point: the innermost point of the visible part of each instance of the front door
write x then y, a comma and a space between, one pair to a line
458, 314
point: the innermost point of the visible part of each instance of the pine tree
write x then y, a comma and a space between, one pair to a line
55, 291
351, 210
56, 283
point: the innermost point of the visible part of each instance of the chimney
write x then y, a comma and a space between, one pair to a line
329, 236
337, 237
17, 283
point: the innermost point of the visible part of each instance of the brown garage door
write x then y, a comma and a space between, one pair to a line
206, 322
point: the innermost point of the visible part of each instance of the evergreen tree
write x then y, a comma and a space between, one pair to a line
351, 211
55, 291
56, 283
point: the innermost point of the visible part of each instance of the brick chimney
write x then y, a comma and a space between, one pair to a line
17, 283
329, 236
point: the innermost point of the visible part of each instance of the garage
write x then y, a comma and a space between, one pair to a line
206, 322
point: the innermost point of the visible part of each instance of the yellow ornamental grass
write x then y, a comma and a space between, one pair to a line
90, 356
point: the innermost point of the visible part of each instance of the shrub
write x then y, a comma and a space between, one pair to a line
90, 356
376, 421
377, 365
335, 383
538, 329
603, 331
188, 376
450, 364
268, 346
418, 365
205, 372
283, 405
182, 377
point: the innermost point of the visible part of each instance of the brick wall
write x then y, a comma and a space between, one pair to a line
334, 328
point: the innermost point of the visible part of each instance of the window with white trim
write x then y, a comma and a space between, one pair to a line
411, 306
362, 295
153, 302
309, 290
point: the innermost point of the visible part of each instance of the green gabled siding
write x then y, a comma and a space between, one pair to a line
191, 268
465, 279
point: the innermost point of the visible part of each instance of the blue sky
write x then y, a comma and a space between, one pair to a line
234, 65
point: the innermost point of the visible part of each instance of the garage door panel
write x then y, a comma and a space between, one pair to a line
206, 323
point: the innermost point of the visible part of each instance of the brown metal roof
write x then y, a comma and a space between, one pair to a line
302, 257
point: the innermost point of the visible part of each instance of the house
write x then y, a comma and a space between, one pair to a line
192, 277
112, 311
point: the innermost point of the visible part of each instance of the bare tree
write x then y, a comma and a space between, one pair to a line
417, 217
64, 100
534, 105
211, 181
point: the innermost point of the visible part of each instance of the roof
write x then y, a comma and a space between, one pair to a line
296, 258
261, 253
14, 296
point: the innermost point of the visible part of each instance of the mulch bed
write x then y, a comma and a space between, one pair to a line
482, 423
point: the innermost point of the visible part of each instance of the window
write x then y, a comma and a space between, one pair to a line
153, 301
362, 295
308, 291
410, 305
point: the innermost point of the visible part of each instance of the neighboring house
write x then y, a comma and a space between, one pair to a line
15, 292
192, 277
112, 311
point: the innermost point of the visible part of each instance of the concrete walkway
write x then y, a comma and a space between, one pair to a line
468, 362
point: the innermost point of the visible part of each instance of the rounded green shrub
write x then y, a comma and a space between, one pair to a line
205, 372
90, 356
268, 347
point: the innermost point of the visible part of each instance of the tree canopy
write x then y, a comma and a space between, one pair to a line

****

Challenge: Copy word for word the part of the items that opens with the line containing "rounded green shrub" and runs through the end of the items.

Completed exercise:
point: the innermost point of the visible part of each instance of the rounded green shrub
write x then y, a comma and a space between, one pair to a line
205, 372
90, 356
268, 347
point: the innermost point of the visible part of each instance of the tree canopy
write x then y, a comma and a space between, one pair to a line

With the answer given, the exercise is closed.